What you need to do: Although the records include pictures, print only the rest, exactly as written.

Data:

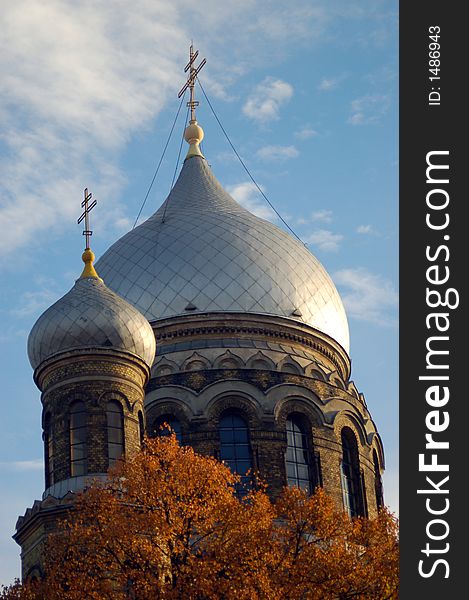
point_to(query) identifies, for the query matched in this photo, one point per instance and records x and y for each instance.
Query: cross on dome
(194, 134)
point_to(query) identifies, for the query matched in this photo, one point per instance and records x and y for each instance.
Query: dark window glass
(115, 431)
(49, 452)
(78, 440)
(298, 456)
(378, 482)
(235, 449)
(350, 474)
(174, 424)
(141, 427)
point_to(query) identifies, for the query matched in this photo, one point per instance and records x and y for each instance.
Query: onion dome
(202, 251)
(91, 316)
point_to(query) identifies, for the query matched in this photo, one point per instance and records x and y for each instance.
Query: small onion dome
(89, 316)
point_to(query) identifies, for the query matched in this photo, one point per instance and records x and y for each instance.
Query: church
(218, 323)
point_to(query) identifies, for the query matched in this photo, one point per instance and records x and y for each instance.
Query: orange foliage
(168, 524)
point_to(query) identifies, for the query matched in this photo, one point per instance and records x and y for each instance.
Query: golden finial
(88, 255)
(194, 134)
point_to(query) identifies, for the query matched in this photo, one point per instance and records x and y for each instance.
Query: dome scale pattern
(202, 249)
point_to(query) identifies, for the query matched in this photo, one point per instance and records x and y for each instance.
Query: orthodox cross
(190, 83)
(88, 207)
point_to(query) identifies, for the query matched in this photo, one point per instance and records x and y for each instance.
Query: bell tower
(91, 353)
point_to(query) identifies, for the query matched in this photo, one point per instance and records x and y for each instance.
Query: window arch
(378, 482)
(78, 440)
(302, 470)
(141, 427)
(352, 485)
(48, 451)
(115, 431)
(174, 424)
(235, 449)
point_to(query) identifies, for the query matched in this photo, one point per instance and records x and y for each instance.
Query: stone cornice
(221, 325)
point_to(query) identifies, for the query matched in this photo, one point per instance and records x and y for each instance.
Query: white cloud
(325, 240)
(323, 215)
(306, 133)
(368, 109)
(327, 85)
(365, 229)
(367, 297)
(277, 153)
(79, 79)
(248, 195)
(267, 98)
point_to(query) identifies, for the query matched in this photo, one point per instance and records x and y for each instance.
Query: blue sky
(307, 92)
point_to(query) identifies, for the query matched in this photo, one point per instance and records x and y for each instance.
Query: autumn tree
(172, 524)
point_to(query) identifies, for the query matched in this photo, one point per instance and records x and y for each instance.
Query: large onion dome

Written solution:
point_to(query) identifies, for the query matched in this photo, one point per instance and records x and y for each instance.
Query: cross on dome
(194, 134)
point_to(query) identifies, for the query matched in this photo, one point per instance and records x and y for each instance.
Query: dark window glass
(115, 431)
(49, 452)
(78, 440)
(298, 456)
(378, 482)
(235, 449)
(350, 474)
(174, 424)
(141, 427)
point_to(query) identifies, for the query matched in this photo, one point per instance and records x and y for each instance.
Query: onion dome
(202, 251)
(91, 316)
point_to(query) identifies, for the query matched in this photo, one point per instance and records x and y for each instance.
Query: small onion dome
(89, 316)
point_to(query) identifies, for the query matched in this photo, one point per instance and records x and y for each instance.
Query: church
(218, 323)
point_to(query) identifies, for the query matched in this photo, one point per instance and records x and y for each instance.
Query: orange foliage
(168, 524)
point_to(query) identifies, for the query matched in this photo, one point per instance and records x and y for each instance.
Query: golden finial
(88, 255)
(194, 134)
point_to(query) identifies, for the query matched in this photo, one point per instance and records x and y for each instance.
Query: dome scale pattern
(202, 249)
point_to(query) identifies, for the query matched in this photo, one point per instance and records x and y for each instance.
Query: orthodox cross
(190, 83)
(88, 207)
point_to(query) identifies, for the query matched in this photo, one point per instance and records x and y for each instance.
Query: bell tower
(91, 353)
point_to(query) identifies, for the query matched in this photo, one point per instance and records x and y for each instance.
Query: window arch
(378, 482)
(78, 440)
(302, 470)
(141, 427)
(352, 485)
(48, 451)
(115, 431)
(174, 424)
(235, 449)
point_to(query) identifies, for the query matched in this photo, one point per instance and records x and y for each instance.
Query: stone cornice
(221, 325)
point_to(query) identifies, for the query matched in this photo, one point per instance and records x and y for each instance.
Query: white cloud
(325, 240)
(323, 215)
(306, 133)
(368, 109)
(327, 85)
(365, 229)
(367, 297)
(277, 153)
(79, 79)
(248, 195)
(267, 98)
point_to(query) identifies, for the query matched in this photo, one point per instance and records x and y for each instance.
Query: blue sky
(307, 92)
point_to(query) identifies, for the query matched in this photo, one point per instance and records x and y for each instance.
Query: autumn tree
(172, 524)
point_to(query) identifies, for the query matched in this photo, one point per instance and records x and y for each instance.
Query: large onion dome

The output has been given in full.